Personally, if the law was removed I would still always wear a seatbelt, but not quite always a helmet. There are some bike rides- through parks or quiet streets- that are exceedingly low risk, and getting hold of a helmet on the spur of the moment may be very difficult.
“Still don’t agree with this. First of all, it’s not clear that wearing seatbelts and helmets reduce total healthcare much”
Try going to the doctor for a headache, and then see whether it’s clear, or just think about the real costs.
For example, let’s say you got some frontal lob damage in an accident. First you’d need immediate treatment from a casualty ward. Then you’d need to be stuck in hospital for a few months to recover. Then you’d probably want a year or two of rehabilition (presumably for free). In case your face doesn’t look very pretty, you probably will want some free plastic surgery also. All of these doctors/allied medical health professionals cost oodles.
Now, after your immediate problems have gone, you’d be basically unemployable, so you would need a pension for the rest of your life. You’d also be more likely to end up in jail, because that’s what happens with people with frontal lobe damage, and also more likely to need expensive medical treatment at the end of your life, because that’s just what having serious brain damage does to people also. Now let’s say there are 2000 cases like you a year (that’s conservative — there are vastly more injuries than deaths on the roads, even with safer cars). This means after 30 years, there are about 60,000 people like you wandering around collecting benefits from the government and wanting special services for free. So, any way you want to calculate it, the cost is enormous, and this is without even trying to include social costs (i.e., the fact that you got divorced and led a miserable life), so of course the government doesn’t want you to do this.
- - -
Reproduce the text on seatbelt and helmet laws from "Try going to" up to and including "professionals cost oodles.".

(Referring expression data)
- - -
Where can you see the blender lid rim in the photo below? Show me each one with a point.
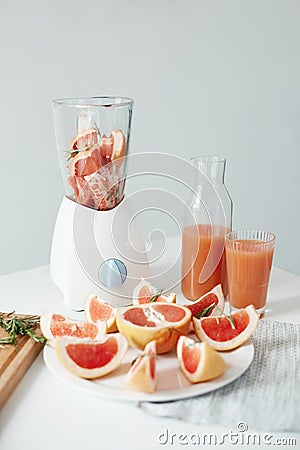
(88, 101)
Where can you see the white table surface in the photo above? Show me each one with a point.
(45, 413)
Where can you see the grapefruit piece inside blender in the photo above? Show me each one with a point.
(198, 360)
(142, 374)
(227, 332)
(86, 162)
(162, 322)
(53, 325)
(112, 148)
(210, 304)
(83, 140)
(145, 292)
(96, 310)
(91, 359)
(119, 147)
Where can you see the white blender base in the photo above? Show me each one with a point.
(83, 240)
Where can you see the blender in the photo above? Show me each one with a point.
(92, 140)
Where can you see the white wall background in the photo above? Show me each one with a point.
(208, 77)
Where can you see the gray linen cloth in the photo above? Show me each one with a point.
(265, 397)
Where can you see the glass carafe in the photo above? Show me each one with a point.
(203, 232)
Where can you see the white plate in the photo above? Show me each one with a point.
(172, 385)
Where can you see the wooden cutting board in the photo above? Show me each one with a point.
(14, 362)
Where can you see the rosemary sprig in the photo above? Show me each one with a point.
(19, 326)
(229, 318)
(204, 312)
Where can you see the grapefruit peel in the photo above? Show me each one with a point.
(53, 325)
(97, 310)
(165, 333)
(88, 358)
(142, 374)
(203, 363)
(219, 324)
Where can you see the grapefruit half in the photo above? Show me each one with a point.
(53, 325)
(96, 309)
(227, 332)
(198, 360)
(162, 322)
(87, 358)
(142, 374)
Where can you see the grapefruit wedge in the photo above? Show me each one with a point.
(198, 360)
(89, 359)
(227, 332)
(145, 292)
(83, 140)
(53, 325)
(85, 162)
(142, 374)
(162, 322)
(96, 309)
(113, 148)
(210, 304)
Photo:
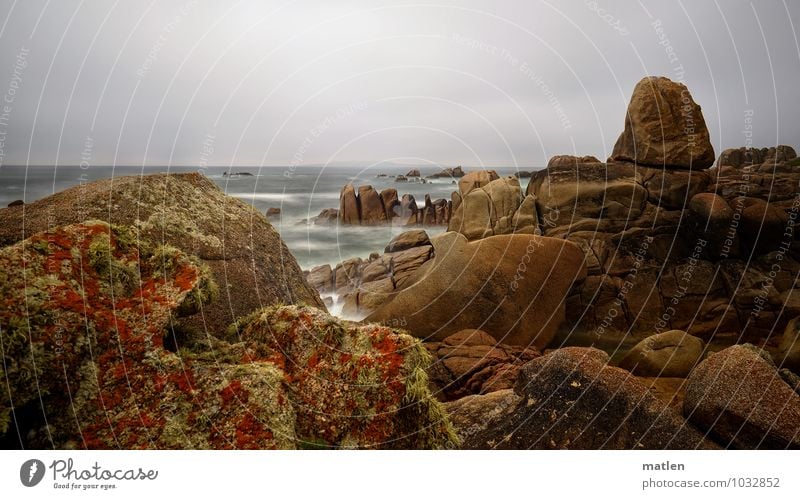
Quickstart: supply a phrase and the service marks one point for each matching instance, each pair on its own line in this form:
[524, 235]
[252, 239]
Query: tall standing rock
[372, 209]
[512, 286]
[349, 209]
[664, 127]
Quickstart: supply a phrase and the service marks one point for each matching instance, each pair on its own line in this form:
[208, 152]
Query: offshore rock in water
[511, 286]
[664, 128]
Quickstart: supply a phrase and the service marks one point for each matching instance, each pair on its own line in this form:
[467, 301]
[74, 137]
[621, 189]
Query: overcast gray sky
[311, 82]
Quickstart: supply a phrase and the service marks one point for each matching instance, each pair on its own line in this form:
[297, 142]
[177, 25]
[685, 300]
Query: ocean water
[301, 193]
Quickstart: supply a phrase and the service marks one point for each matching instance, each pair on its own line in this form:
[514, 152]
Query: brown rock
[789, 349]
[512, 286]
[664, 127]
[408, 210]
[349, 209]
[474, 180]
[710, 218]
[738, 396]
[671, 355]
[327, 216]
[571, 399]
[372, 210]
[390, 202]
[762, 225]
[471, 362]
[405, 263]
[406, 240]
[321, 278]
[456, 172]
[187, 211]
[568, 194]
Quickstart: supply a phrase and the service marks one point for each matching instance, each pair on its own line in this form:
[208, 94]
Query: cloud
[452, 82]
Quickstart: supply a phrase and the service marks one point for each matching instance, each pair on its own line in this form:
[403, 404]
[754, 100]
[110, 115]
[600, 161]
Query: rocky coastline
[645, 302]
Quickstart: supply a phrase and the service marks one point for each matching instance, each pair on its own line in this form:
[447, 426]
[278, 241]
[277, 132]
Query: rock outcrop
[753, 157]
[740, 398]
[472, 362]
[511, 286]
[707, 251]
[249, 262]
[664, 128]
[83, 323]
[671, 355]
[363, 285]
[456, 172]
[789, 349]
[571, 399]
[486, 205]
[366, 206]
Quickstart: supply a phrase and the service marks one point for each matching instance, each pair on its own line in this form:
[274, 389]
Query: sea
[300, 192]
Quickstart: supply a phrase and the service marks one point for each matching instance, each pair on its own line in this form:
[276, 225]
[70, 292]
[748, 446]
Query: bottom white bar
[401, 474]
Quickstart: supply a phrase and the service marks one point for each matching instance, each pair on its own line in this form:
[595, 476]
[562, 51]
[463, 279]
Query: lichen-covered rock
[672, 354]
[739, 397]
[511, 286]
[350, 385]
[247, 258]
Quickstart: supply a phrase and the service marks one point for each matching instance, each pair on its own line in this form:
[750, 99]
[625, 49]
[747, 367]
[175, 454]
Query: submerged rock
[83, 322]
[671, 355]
- - -
### SOLUTION
Try going to the doctor for a headache, and then see whether it’s clear, or just think about the real costs.
For example, let’s say you got some frontal lob damage in an accident. First you’d need immediate treatment from a casualty ward. Then you’d need to be stuck in hospital for a few months to recover. Then you’d probably want a year or two of rehabilition (presumably for free). In case your face doesn’t look very pretty, you probably will want some free plastic surgery also. All of these doctors/allied medical health professionals cost oodles.